Input

--

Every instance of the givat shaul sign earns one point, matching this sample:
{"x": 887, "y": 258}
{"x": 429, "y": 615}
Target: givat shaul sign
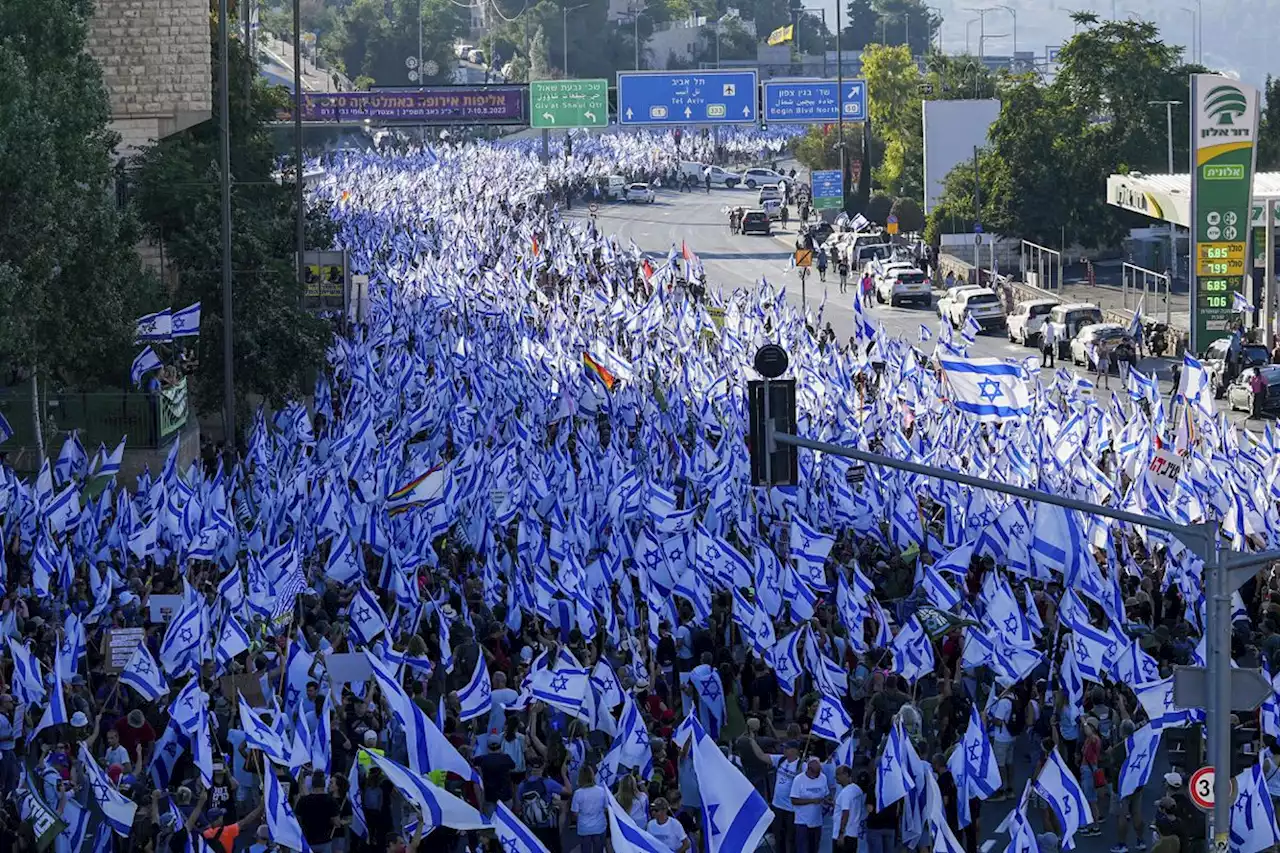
{"x": 1224, "y": 135}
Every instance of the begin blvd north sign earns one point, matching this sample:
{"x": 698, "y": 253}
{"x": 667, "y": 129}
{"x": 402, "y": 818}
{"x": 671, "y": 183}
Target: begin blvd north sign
{"x": 568, "y": 103}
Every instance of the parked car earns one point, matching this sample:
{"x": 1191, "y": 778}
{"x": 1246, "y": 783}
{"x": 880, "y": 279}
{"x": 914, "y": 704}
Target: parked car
{"x": 1214, "y": 359}
{"x": 1240, "y": 397}
{"x": 950, "y": 297}
{"x": 757, "y": 222}
{"x": 1102, "y": 337}
{"x": 754, "y": 178}
{"x": 1027, "y": 319}
{"x": 1069, "y": 319}
{"x": 641, "y": 192}
{"x": 903, "y": 282}
{"x": 981, "y": 304}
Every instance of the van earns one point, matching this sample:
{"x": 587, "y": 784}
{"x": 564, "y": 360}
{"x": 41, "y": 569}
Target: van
{"x": 615, "y": 186}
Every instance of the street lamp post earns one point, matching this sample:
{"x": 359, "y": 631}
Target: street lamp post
{"x": 1014, "y": 13}
{"x": 565, "y": 12}
{"x": 1169, "y": 124}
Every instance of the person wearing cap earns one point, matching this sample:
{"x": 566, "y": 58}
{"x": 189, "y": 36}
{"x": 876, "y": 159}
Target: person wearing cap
{"x": 220, "y": 834}
{"x": 787, "y": 769}
{"x": 667, "y": 830}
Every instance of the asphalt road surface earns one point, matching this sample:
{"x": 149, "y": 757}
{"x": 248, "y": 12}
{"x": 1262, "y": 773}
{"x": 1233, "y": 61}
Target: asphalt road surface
{"x": 739, "y": 261}
{"x": 700, "y": 220}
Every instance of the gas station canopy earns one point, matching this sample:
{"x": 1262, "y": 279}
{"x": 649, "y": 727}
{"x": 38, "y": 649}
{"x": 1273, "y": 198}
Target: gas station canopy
{"x": 1168, "y": 197}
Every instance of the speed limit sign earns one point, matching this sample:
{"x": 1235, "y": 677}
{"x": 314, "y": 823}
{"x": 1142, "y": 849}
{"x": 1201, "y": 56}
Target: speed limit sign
{"x": 1202, "y": 788}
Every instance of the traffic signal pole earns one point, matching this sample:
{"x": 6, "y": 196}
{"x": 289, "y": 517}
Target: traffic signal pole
{"x": 1224, "y": 573}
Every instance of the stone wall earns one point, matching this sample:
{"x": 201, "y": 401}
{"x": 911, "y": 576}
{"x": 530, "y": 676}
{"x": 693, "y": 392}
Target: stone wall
{"x": 155, "y": 56}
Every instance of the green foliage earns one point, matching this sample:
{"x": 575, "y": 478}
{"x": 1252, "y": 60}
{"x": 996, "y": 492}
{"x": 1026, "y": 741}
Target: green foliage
{"x": 878, "y": 208}
{"x": 277, "y": 343}
{"x": 1269, "y": 128}
{"x": 1052, "y": 147}
{"x": 71, "y": 281}
{"x": 374, "y": 37}
{"x": 890, "y": 22}
{"x": 910, "y": 215}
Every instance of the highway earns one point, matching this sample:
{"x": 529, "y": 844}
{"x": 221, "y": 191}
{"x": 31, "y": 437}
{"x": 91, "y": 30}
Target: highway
{"x": 737, "y": 261}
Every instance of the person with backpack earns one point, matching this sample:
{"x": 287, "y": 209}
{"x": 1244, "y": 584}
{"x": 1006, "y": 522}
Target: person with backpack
{"x": 538, "y": 801}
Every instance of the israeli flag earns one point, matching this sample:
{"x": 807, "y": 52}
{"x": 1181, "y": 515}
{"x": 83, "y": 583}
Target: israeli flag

--

What this task involves
Make an exact copy of the data above, pictures excluded.

Complete response
Every instance of the givat shaul sign earns one point, matching this sample:
{"x": 887, "y": 258}
{"x": 429, "y": 615}
Target: givat shaul sign
{"x": 1224, "y": 135}
Every instance of the begin blvd north sign earns one point, matching this sample:
{"x": 698, "y": 253}
{"x": 667, "y": 129}
{"x": 402, "y": 818}
{"x": 671, "y": 183}
Target: begin blvd north sign
{"x": 568, "y": 103}
Every instance of the parked car earns one point, matching this sample:
{"x": 1191, "y": 778}
{"x": 1246, "y": 783}
{"x": 880, "y": 279}
{"x": 914, "y": 704}
Target: parked car
{"x": 1214, "y": 359}
{"x": 1240, "y": 397}
{"x": 950, "y": 297}
{"x": 757, "y": 222}
{"x": 1102, "y": 337}
{"x": 754, "y": 178}
{"x": 1027, "y": 319}
{"x": 1069, "y": 319}
{"x": 641, "y": 192}
{"x": 903, "y": 282}
{"x": 981, "y": 304}
Every instance of the van earns one point, matching this sample:
{"x": 587, "y": 784}
{"x": 564, "y": 360}
{"x": 41, "y": 569}
Target: van
{"x": 615, "y": 186}
Every instance of the street lamp post earns one point, matching this sample:
{"x": 359, "y": 631}
Target: street lamp post
{"x": 1014, "y": 13}
{"x": 565, "y": 12}
{"x": 1169, "y": 124}
Every instance of the person wearing cap earns one point, matching this sample:
{"x": 566, "y": 58}
{"x": 189, "y": 36}
{"x": 876, "y": 159}
Target: person wearing cap
{"x": 220, "y": 834}
{"x": 787, "y": 769}
{"x": 667, "y": 830}
Every instance of the asphalt road surface earns one point, matching this sample:
{"x": 149, "y": 757}
{"x": 248, "y": 12}
{"x": 1262, "y": 773}
{"x": 1233, "y": 61}
Target: asphalt road surface
{"x": 739, "y": 261}
{"x": 700, "y": 220}
Every instance of the gas station canopy earns one point, matching this sample:
{"x": 1262, "y": 279}
{"x": 649, "y": 727}
{"x": 38, "y": 649}
{"x": 1273, "y": 198}
Target: gas station canopy
{"x": 1168, "y": 197}
Every instance of the speed limit sign earns one point, matching this sample:
{"x": 1235, "y": 677}
{"x": 314, "y": 823}
{"x": 1142, "y": 849}
{"x": 1201, "y": 56}
Target: speed limit sign
{"x": 1202, "y": 788}
Every instance of the traffic signal pole earns one point, matching this sample:
{"x": 6, "y": 196}
{"x": 289, "y": 517}
Target: traffic signal pole
{"x": 1224, "y": 573}
Every instance of the stone wall earns one point, matching this sample:
{"x": 201, "y": 401}
{"x": 911, "y": 576}
{"x": 530, "y": 676}
{"x": 693, "y": 392}
Target: stone wall
{"x": 155, "y": 56}
Every instance of the green foliage earns one point, matching this sample:
{"x": 575, "y": 478}
{"x": 1252, "y": 60}
{"x": 996, "y": 492}
{"x": 1026, "y": 741}
Target: green foliage
{"x": 878, "y": 208}
{"x": 277, "y": 343}
{"x": 1269, "y": 128}
{"x": 1052, "y": 147}
{"x": 71, "y": 281}
{"x": 374, "y": 37}
{"x": 890, "y": 22}
{"x": 910, "y": 215}
Every instance of the highway earns one point, matching this sample:
{"x": 529, "y": 844}
{"x": 221, "y": 191}
{"x": 31, "y": 437}
{"x": 91, "y": 30}
Target: highway
{"x": 737, "y": 261}
Every instance of the person with backpack earns one point, matching this sample:
{"x": 287, "y": 209}
{"x": 1244, "y": 584}
{"x": 1006, "y": 522}
Target: person with backpack
{"x": 538, "y": 801}
Every instance of the israeli flag earns one point, matching this sample:
{"x": 807, "y": 52}
{"x": 1181, "y": 515}
{"x": 83, "y": 583}
Target: israeli flag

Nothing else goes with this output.